SHORT PROBLEM: Could you format the lines below as a numbered list, starting with the line containing "Where is each instance of the yucca" and going on through the line containing "point(1060, 491)", including both of those lines, leaving out any blank ones, and listing no other lines?
....
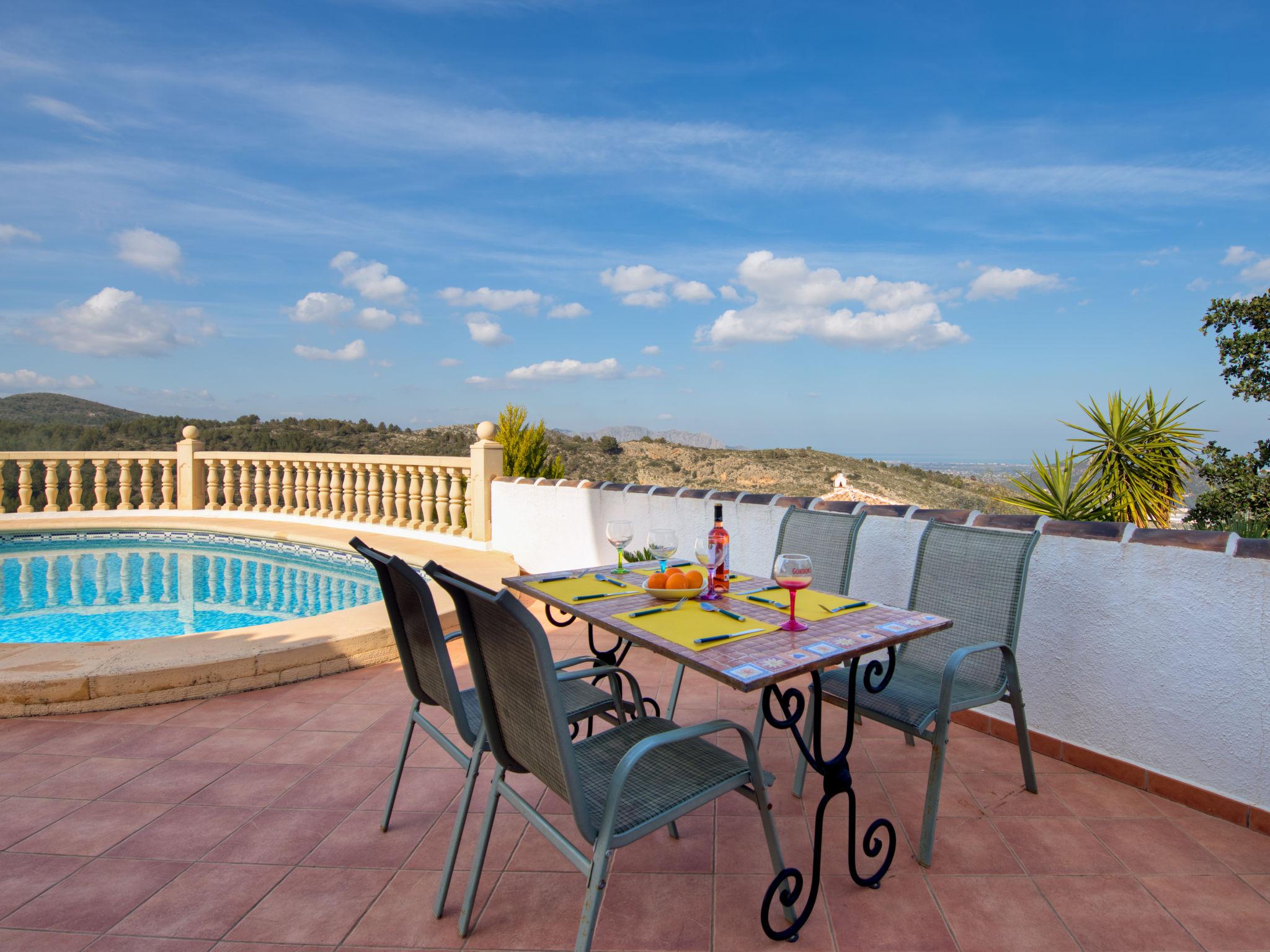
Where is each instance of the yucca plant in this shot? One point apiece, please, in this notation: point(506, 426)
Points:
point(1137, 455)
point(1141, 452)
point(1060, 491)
....
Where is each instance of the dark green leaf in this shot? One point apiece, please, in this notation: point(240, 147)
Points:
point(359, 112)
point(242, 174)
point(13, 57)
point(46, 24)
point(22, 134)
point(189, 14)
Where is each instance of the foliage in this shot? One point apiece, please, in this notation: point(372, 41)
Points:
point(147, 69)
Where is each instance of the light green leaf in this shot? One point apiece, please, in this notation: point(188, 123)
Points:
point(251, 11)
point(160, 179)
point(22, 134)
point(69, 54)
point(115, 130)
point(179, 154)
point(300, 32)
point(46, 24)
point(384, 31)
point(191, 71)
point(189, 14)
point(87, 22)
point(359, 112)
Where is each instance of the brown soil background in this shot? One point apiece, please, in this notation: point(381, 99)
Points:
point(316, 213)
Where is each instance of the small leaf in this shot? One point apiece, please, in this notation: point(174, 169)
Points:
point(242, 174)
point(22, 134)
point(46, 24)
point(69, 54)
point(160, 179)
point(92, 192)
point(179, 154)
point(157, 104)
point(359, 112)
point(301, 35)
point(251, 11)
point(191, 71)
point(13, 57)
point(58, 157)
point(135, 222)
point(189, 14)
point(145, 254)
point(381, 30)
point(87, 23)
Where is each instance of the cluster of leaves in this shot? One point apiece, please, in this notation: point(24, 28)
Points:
....
RESPONSE BELOW:
1. Where is each instance of the yucca plant in this shot? One point apiece, please, in this notation: point(506, 426)
2. Points:
3. point(1137, 455)
4. point(1141, 452)
5. point(1060, 491)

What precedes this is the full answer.